Request =>
Please retype the records below exactly, leaving out any pictures.

Material provided =>
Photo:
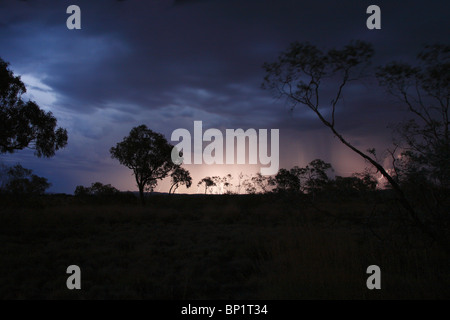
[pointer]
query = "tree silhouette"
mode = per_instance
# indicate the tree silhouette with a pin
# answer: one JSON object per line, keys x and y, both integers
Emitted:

Correct response =>
Photo:
[pointer]
query = "tree silhouette"
mode = per_instance
# indicate the tree silhouette with a pin
# answer: one JSON object per line, keys x and y, both integers
Emitted:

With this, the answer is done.